I've spent enough kilometres on both to confirm two things: one, they are absolutely not for beginners; and two, they deliver a very different flavour of "insane". The Dark Knight is a brutalist sculpture that happens to move at highway speeds. The X2 UP is more of a magic carpet with a gym membership: softer, friendlier, still utterly over the top.
They're often cross-shopped because the price tags live in the "are you serious?" range and the performance numbers look similar on paper. But ride them back-to-back and the differences jump out quickly. Let's unpack which compromises you're actually signing up for.
Who Are These For, and Why Compare Them?
Both scooters live in the hyper-performance, high-price segment where people don't ask, "Is this better than a Xiaomi?" but rather, "Can this replace my car or my motorbike?" These are big, heavy, long-range machines designed for experienced riders who already know what full-throttle on a smaller dual-motor scooter feels like - and got bored.
The WEPED Dark Knight Cyberfold is aimed at the rider who wants something exotic, almost custom-shop level, and is willing to sacrifice comfort and practicality for that industrial-art vibe and outrageous stability at very high speeds.
The Dualtron X2 UP targets the same "endgame scooter" crowd but leans towards comfort, adjustability and usability. It's the one you buy when you want huge power, but you also want to finish a long ride with functioning knees and a back that isn't sending hate mail.
They compete directly on power, speed, battery voltage and "oh my god" factor. Where they diverge is how they deliver that performance - and how much you'll enjoy living with them after the initial honeymoon period.
Design & Build Quality
Pick up (or rather, try to shift) the WEPED and the first impression is: this is one solid lump of metal. The Dark Knight's frame is CNC-machined from 6061 aluminium blocks. Everything looks overbuilt, exposed and unapologetically mechanical. No plastic shrouds pretending to be carbon, no slimming tricks - it's like someone milled a battle droid into scooter form.
The Dualtron X2 UP goes for a more conventional-but-still-mad approach: a big boxy deck, fat suspension arms, and a stem that looks like it's been stolen from a small motorbike. It uses aviation-grade aluminium and steel, and while it's not as "jewellery-like" in machining detail as the WEPED, it feels more like a production vehicle than a one-off CNC art project.
In the hands, the WEPED feels tighter and more monolithic. The Cyberfold stem locking is extremely confidence-inspiring; there's essentially zero detectable play. The X2 UP's clamp and steering-damper setup also kill wobble well, but it's a more familiar dual-clamp architecture rather than a unique linkage system.

> **Tasks to perform**
- 1) Answer these questions about the scooter comparison:
(a) Who does the reviewer say these scooters are absolutely not for?
(b) What two reasons does the reviewer give for why the two scooters are often cross-shopped?
(c) What kind of clamp architecture does the X2 UP have?
- 2) What are all the things the scooter comparison says the two scooters compete on directly?
- 3) Continue the scooter comparison from its last sentence.
The entries come from a separate source, not from this scooter comparison.

> **Information given**
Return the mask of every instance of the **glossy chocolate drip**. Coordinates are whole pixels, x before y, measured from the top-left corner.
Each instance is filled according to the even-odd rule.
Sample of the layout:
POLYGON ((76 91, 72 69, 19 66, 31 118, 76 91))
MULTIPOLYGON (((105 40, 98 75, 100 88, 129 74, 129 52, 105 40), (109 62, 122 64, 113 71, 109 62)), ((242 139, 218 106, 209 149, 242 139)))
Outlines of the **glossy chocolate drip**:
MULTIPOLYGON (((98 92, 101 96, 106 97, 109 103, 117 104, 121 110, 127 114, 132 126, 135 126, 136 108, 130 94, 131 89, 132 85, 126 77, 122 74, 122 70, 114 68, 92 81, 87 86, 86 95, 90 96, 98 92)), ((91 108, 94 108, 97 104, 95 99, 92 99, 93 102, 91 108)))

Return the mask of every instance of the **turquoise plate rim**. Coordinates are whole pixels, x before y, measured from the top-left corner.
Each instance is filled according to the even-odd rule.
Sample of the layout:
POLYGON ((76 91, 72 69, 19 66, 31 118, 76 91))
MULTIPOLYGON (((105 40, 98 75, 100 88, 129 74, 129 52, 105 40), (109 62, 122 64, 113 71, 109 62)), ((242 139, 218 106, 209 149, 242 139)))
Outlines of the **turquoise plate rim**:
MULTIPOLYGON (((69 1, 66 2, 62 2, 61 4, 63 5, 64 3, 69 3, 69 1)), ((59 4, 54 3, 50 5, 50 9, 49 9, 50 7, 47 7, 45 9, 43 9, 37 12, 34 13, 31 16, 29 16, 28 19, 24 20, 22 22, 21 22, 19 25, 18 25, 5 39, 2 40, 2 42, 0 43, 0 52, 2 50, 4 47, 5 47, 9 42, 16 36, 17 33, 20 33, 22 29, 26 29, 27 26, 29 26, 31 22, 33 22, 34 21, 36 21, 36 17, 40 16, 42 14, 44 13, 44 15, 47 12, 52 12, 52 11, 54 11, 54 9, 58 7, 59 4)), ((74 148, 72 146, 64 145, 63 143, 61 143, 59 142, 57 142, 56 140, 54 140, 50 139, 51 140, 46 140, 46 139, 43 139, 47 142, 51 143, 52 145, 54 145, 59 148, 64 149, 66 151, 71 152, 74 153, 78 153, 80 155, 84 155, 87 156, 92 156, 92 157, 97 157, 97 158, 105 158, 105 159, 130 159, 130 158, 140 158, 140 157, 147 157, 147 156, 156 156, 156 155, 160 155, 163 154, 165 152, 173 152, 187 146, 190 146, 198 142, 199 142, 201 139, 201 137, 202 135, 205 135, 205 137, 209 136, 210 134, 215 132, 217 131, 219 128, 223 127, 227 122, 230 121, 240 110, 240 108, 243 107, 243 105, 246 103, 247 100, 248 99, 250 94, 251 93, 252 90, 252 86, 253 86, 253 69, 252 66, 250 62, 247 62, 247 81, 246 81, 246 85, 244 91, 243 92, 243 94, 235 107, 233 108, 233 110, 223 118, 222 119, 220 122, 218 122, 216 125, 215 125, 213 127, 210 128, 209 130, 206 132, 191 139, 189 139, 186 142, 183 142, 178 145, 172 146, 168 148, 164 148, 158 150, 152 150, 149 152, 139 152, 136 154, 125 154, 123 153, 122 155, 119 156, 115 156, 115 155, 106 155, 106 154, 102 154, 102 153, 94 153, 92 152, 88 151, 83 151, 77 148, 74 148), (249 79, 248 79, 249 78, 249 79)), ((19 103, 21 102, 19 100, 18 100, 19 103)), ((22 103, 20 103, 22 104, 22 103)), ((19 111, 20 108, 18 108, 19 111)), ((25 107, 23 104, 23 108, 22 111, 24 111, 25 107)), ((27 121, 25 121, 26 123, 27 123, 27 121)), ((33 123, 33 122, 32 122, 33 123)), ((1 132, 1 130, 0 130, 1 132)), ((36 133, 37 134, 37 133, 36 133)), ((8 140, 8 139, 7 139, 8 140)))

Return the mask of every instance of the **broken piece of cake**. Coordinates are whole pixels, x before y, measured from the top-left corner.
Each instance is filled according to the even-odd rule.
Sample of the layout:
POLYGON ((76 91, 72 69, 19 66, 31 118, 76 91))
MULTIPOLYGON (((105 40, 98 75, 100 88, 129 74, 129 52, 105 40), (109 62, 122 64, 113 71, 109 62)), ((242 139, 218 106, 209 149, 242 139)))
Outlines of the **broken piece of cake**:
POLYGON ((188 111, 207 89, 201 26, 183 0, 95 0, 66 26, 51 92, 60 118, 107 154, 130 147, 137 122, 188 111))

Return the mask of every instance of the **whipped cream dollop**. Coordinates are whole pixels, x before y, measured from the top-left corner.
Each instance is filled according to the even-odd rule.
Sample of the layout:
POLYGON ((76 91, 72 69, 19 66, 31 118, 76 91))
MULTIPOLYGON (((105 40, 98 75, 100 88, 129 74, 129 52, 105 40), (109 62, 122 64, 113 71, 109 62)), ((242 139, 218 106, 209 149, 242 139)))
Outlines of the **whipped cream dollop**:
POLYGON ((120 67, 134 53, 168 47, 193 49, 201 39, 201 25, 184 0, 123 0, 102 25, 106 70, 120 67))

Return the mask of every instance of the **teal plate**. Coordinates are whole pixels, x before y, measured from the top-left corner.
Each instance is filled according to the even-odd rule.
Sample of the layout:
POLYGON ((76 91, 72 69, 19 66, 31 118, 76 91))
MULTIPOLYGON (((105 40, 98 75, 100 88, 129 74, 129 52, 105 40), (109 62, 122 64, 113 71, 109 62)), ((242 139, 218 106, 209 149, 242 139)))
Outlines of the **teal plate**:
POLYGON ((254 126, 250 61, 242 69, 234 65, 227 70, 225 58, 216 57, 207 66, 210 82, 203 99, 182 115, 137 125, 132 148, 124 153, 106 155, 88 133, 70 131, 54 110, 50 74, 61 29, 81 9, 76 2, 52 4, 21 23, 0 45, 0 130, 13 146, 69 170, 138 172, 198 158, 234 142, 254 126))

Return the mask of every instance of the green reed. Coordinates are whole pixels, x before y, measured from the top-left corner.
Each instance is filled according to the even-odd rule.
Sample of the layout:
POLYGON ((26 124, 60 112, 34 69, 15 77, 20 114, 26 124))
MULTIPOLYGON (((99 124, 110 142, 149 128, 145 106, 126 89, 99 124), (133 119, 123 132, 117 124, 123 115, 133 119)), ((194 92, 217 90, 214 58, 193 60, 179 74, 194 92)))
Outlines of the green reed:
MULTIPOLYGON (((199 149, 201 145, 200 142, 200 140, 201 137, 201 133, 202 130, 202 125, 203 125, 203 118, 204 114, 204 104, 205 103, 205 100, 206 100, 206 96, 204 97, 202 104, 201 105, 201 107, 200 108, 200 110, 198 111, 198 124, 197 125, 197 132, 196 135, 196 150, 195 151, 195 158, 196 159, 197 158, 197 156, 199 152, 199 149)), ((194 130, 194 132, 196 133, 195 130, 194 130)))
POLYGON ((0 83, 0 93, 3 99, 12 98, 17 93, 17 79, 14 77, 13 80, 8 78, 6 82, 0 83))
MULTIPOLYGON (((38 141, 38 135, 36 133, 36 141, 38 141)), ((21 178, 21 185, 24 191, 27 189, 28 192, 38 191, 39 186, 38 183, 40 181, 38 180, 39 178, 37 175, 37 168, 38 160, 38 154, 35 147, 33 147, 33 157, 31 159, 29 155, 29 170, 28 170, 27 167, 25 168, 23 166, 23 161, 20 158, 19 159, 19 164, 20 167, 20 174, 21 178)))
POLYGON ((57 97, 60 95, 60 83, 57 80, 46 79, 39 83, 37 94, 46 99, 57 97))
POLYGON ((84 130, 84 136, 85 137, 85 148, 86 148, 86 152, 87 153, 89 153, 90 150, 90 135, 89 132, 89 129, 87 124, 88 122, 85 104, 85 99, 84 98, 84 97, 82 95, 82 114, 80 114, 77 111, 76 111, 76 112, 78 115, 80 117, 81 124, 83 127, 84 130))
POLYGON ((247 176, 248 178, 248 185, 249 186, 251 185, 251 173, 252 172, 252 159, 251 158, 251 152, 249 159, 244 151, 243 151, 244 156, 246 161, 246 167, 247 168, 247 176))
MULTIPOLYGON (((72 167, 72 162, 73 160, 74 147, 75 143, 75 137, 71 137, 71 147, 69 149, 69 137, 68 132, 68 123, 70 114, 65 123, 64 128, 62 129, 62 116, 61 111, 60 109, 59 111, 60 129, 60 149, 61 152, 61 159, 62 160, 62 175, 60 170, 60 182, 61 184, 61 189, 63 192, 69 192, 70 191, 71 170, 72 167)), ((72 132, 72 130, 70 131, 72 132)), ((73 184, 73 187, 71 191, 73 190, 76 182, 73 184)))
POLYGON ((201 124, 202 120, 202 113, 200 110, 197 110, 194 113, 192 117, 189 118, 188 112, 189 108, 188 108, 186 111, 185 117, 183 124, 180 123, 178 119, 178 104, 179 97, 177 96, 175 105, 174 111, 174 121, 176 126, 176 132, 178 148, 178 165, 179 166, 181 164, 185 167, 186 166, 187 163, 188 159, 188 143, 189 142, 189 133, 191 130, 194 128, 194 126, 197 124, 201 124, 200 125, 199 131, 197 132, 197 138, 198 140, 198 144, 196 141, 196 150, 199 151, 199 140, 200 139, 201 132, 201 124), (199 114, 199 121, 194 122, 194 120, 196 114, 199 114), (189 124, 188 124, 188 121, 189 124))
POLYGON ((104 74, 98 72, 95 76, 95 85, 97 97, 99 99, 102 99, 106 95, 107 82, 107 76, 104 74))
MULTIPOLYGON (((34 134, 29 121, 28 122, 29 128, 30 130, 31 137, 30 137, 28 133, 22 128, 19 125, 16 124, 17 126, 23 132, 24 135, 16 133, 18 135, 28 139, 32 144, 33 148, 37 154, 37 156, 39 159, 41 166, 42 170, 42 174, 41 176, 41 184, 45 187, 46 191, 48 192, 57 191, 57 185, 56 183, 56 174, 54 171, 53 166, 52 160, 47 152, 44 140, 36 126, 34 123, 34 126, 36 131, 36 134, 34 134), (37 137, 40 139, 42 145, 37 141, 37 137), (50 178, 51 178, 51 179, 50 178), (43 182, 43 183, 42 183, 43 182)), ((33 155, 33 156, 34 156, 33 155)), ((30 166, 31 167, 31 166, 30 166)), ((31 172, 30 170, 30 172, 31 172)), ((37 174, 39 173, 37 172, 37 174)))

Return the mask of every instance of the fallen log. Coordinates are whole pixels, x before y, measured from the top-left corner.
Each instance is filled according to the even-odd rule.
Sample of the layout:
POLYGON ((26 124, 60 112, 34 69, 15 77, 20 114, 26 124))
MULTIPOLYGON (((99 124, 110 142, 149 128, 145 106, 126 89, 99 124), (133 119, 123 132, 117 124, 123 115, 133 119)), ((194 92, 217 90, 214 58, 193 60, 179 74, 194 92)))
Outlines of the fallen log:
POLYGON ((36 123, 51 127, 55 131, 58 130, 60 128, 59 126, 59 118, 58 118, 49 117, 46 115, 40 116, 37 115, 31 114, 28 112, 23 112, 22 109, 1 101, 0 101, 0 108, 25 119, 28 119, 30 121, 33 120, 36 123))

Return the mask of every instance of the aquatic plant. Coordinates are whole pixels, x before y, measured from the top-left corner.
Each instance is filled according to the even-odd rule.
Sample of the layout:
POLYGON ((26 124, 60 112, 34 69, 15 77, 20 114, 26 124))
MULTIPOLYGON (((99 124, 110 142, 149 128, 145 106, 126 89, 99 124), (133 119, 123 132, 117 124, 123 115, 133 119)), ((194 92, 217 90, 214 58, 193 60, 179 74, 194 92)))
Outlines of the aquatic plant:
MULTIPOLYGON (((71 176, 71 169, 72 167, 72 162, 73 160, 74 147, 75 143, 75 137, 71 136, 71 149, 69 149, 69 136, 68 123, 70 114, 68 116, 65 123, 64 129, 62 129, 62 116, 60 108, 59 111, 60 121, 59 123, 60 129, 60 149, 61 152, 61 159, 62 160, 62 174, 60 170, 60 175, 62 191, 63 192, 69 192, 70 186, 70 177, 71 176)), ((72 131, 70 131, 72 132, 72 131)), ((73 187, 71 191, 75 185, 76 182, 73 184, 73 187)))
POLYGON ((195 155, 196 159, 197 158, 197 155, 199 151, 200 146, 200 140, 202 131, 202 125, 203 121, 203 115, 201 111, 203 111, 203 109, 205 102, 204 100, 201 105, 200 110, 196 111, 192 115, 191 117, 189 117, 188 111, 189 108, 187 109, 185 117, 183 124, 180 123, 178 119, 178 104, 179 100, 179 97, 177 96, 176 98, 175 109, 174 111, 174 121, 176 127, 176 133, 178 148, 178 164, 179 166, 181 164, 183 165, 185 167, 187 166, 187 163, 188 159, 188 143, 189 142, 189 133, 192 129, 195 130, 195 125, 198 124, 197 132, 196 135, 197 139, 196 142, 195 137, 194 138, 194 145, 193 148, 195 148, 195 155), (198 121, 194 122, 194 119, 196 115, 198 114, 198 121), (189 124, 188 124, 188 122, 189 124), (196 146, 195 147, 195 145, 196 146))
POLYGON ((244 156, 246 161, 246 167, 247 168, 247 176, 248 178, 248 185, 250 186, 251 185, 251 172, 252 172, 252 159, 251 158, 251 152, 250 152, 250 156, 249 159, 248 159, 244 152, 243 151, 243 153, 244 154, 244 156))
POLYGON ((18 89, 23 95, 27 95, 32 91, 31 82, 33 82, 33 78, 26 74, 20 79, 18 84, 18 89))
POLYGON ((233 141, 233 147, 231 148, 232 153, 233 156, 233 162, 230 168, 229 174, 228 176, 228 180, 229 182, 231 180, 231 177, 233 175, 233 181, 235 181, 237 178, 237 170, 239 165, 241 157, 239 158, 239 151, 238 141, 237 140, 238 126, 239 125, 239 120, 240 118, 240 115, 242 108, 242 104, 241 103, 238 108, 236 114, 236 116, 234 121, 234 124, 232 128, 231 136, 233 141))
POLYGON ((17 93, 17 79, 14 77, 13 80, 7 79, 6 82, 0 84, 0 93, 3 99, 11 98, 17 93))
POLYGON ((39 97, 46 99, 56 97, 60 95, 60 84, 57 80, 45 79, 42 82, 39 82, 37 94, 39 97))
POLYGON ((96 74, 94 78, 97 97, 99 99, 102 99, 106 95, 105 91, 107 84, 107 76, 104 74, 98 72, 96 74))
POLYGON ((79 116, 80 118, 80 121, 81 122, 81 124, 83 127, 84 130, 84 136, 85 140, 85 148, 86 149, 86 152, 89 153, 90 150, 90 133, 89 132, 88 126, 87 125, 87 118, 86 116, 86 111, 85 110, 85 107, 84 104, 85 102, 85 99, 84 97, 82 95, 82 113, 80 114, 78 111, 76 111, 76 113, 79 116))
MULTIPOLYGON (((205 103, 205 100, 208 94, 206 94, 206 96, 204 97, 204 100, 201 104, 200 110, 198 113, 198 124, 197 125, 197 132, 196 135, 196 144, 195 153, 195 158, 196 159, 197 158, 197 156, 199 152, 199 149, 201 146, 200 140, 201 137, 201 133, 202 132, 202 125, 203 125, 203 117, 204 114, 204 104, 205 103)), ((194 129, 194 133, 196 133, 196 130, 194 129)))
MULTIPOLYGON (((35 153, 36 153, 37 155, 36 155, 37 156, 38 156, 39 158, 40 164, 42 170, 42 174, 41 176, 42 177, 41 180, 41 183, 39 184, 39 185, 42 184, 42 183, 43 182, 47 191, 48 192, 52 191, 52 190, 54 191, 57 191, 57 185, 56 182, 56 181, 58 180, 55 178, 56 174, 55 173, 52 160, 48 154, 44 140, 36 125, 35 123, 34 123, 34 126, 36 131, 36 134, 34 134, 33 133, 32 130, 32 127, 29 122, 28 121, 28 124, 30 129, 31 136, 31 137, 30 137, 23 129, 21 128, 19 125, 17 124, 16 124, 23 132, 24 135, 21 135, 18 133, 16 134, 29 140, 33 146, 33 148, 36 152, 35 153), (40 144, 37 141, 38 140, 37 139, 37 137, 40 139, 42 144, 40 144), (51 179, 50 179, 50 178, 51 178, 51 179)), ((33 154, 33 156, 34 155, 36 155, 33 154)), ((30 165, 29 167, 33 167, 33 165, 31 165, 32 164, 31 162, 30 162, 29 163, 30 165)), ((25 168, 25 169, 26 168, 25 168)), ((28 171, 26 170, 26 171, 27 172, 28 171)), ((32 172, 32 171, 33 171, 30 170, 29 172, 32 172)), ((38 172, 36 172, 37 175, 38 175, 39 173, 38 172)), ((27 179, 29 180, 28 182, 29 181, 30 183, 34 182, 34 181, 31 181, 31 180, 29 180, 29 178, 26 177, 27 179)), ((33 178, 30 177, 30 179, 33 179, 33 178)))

> **Response list**
- 1)
(a) Beginners.
(b) Their price tags are in the "are you serious?" range, and their performance numbers look similar on paper.
(c) A familiar dual-clamp architecture.

- 2) Power, speed, battery voltage, and "oh my god" factor.

- 3)
Design philosophy is clear: WEPED has built a sculpture that goes fast; Dualtron has built a scooter that wants to be ridden far. The WEPED wins for sheer uniqueness and perceived machining quality. The Dualtron feels slightly more "mass market premium" - still tank-like, just with a bit less drama and a bit more practicality in the details like cable routing, switches and the modern EY4 cockpit.
Ride Comfort & Handling
Here the two couldn't be more different, despite both being huge, heavy machines.
The WEPED Dark Knight runs stiff dual spring shocks and gigantic sixteen-inch tyres. The tyres do a lot of the smoothing, but the suspension itself is tuned with one word in mind: stability. On smooth tarmac at speed, it feels unbelievably planted - you get clear feedback, minimal chassis movement, and almost no wallow. Hit a rough city street or badly patched asphalt, though, and you're reminded quickly that comfort was not priority number one. After a few kilometres of cracked pavements and cobblestones, my legs and knees were having polite but firm words with me.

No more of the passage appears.